Exercise:
Write out everything in the BFS progress post from "1. Seems good" down to "by the author.", word for word.

Text provided:
━━━━━━━━

Monday, 30 May 2011

2.6.39 BFS progress

TL;DR: 2.6.39 BFS fixed maybe?

After walking away from the code for a while, annoyed at the bug I couldn't track down, I had another good look at what might be happening. It appears that while the grq lock is dropped in schedule() to perform the block plug flush, a call to the task via try_to_wake_up may be missed entirely, leaving the task deactivated when it should actually keep running. Anyway, first tests from the people on these blog comments are reassuring.

Here is a cleaned up and slightly modified version of the "test8" patch that has so far been stable and shows to have fixed the problem for a handful of people:

Apply to 2.6.39-ck1 or 2.6.39 with BFS 404:
bfs404-recheck_unplugged.patch

In response to requests for packaged versions, I've uploaded a 2.6.39-ck1-2 ubuntu package which includes this change:
Ubuntu Packages

Please test and report back! If this fixes the problem, I'll be releasing it as ck2.

28 comments:

  1. Seems good to me. test8 made it through the night with Deluge running and I didn't have any problems building with the updated patch when booted into test8. Running the updated patch now and I have no problems to report.

    Considering how fast the earlier patches crashed and burned for me, I think the probability of this actually being fixed is quite high now.

    You've done an excellent job figuring out a problem that couldn't be reproduced by you locally!

    ReplyDelete
  2. Ralph Ulrich31 May 2011 02:47

    test9 called "bfs404-recheck_unplugged.patch" runs cool here: linux-2.6.39-ck1-bfs404t9-q132-r13

    ReplyDelete
  3. This comment has been removed by the author.

    ReplyDelete
  4. Fuck, I just hit some variant of the bug again, resulting in a dpkg deadlock when doing an apt-get upgrade.

    What information from /proc/<pid> is the most useful to you? I notice in /proc/<pid>/status it says "State: D (disk sleep)" and the process is unkillable. The timestamp on status also hasn't changed for 15 minutes so I'm guessing that's when it deadlocked.

    You're definitely on the right track with your latest attempt at fixing it though. There must be some additional corner/edge case you're not seeing yet.

    ReplyDelete
  5. Interesting. I still have the system up and I manually ran "sync" for shits and giggles... the result is that sync is now deadlocked in "disk sleep" as well.

    ReplyDelete
  6. Running fine 6 hours already.
    kernel26-ck 2.6.39-8 (test8) on archlinux if it matters.
    Standard usage:qtransmission,browsing,music,video...

    ReplyDelete
  7. @terminx: yes once something that should be flushing data to disk is blocked, one by one everything that wants to write to disk will also block. Reading the proc entries you may get further hangs of the tasks trying to read from it.
    The output of sysrq-p and sysrq-t can be helpful.

    ReplyDelete
  8. hi, previous comment didn't get through...

    just wanted to say that i haven't hit the issue yet with plain 2.6.39-ck1 on five machines which d1squalifies me as a tester. ;) admittedly i also use the BFQ2 patch.

    Martin

    ReplyDelete
  9. Thanks everyone for your comments and testing! There's no doubt that adding this patch makes things a lot better with no regressions, but it's still not as stable as 2.6.38 given the one report of regressions. There is a small possibility that it's yet another problem, but this patch posted on this thread definitely fixes a real problem. I may release a ck2 anyway but not remove the unstable tag.

━━━━━━━━

Material provided:

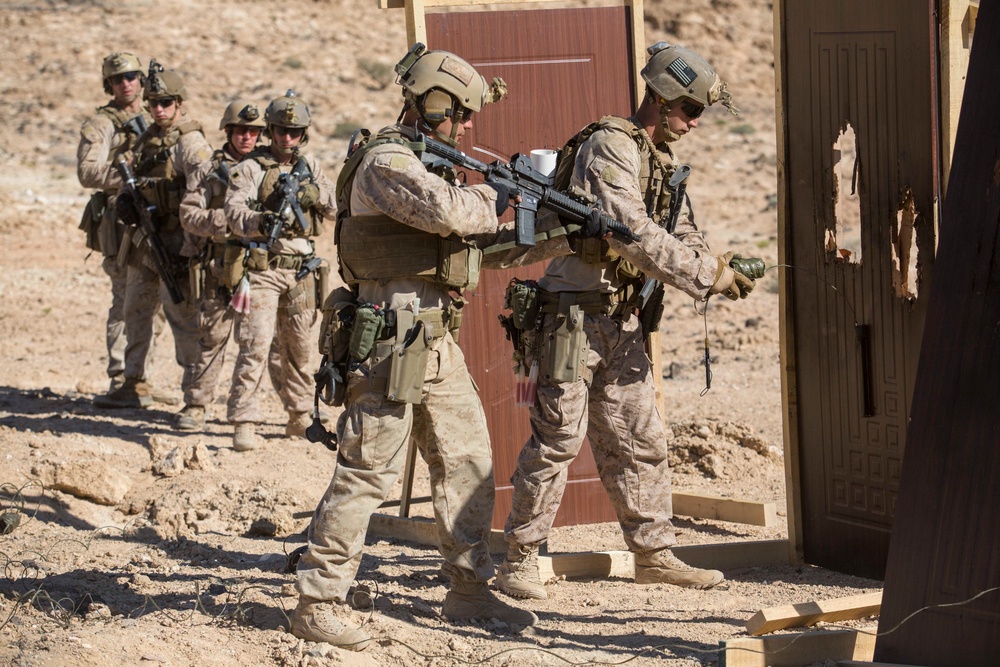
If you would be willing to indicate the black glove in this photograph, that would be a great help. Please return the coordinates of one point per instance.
(503, 196)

━━━━━━━━

Solution below:
1. Seems good to me. test8 made it through the night with Deluge running and I didn't have any problems building with the updated patch when booted into test8. Running the updated patch now and I have no problems to report.

    Considering how fast the earlier patches crashed and burned for me, I think the probability of this actually being fixed is quite high now.

    You've done an excellent job figuring out a problem that couldn't be reproduced by you locally!

    ReplyDelete
  2. Ralph Ulrich31 May 2011 02:47

    test9 called "bfs404-recheck_unplugged.patch" runs cool here: linux-2.6.39-ck1-bfs404t9-q132-r13

    ReplyDelete
  3. This comment has been removed by the author.